## WORK TO COMPLETE
Reproduce every one of the following lines word for word, without changing anything.

Data listing
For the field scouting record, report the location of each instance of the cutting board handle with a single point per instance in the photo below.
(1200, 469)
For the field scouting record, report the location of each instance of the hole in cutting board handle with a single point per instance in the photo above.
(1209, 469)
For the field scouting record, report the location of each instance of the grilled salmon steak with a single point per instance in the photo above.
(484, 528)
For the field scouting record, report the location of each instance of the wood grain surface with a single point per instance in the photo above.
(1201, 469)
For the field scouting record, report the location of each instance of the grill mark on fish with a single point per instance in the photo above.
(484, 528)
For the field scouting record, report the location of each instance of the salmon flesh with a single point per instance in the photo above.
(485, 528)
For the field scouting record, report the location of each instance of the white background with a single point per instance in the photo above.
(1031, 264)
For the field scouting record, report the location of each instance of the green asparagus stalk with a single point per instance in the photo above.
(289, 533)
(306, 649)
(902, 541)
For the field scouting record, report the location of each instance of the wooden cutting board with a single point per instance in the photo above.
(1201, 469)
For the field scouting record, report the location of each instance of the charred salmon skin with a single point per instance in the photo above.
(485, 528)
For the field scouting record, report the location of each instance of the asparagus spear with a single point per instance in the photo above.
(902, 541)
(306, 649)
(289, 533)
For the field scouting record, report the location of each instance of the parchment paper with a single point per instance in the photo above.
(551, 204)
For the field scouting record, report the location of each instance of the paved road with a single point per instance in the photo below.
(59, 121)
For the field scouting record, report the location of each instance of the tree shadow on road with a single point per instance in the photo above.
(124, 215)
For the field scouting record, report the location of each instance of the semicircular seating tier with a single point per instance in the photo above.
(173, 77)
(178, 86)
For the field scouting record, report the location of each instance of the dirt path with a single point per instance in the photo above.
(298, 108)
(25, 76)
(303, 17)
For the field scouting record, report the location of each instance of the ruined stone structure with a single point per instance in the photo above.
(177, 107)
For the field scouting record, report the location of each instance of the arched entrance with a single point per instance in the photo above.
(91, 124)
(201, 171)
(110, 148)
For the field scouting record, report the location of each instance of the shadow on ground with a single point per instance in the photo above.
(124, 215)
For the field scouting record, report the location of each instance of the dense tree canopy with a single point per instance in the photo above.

## SOLUTION TO THIS EXERCISE
For the field scouting record, report the location of each instance of the cutting board handle with a single point per instance in the photo below.
(1200, 469)
For the field scouting record, report the location of each instance of the hole in cutting board handle with a single point per instance in the photo above.
(1209, 469)
For the field scouting record, report the location of each instance of the grilled salmon steak with a single point per instance in the photo above.
(484, 528)
For the field scouting record, report the location of each instance of the wood grain surface with a single point per instance in the photo above.
(1201, 469)
For the field scouting record, report the location of each instance of the grill mark on fish with a single point per instance in the photo above.
(484, 528)
For the field scouting record, report the location of each instance of the salmon flesh with a single point per instance in the photo above.
(485, 528)
For the field scouting record, report the location of each instance of the white background with a single point per instance in the photo above.
(1031, 264)
For the field scouting record, report the location of each instance of the green asparagus stalk with a single point per instance in the photo above.
(289, 533)
(306, 649)
(902, 541)
For the field scouting record, report the location of each instance of the wooden cutting board with a single point per instance in the photo above.
(1201, 469)
For the field scouting record, report the location of each instance of the charred salmon skin with a single point per instance in the photo above.
(485, 528)
For the field scouting record, report the location of each instance of the asparagus spear with a single point per instance in the photo above.
(902, 541)
(306, 649)
(289, 533)
For the field scouting record, report the location of each instance of the parchment paper with a single point per instance in the photo above.
(551, 204)
For the field scouting record, report the location of each instance of the paved road with a single point per instance in the photo below.
(59, 121)
For the field scouting record, report the location of each instance of the tree shadow on road with a single point per instance in the photo above.
(124, 215)
For the field scouting record, report the location of each instance of the semicircular seating tier with a single point per instance in the photo above.
(173, 77)
(178, 86)
For the field scouting record, report the location of each instance of the dirt path with a single point per instance in the photo above.
(298, 108)
(25, 76)
(303, 17)
For the field scouting record, report the location of each instance of the ruined stone structure with a single point per instance in the photo above.
(177, 107)
For the field scouting record, report the location of each instance of the arched entrance with a single point per instance in the photo above.
(91, 124)
(201, 171)
(110, 148)
For the field scouting record, report the location of each instance of the shadow on ground with a single point per instance in the photo above.
(124, 215)
For the field scouting record, report the location of each instance of the dense tree canopy with a single point per instance in the photo above.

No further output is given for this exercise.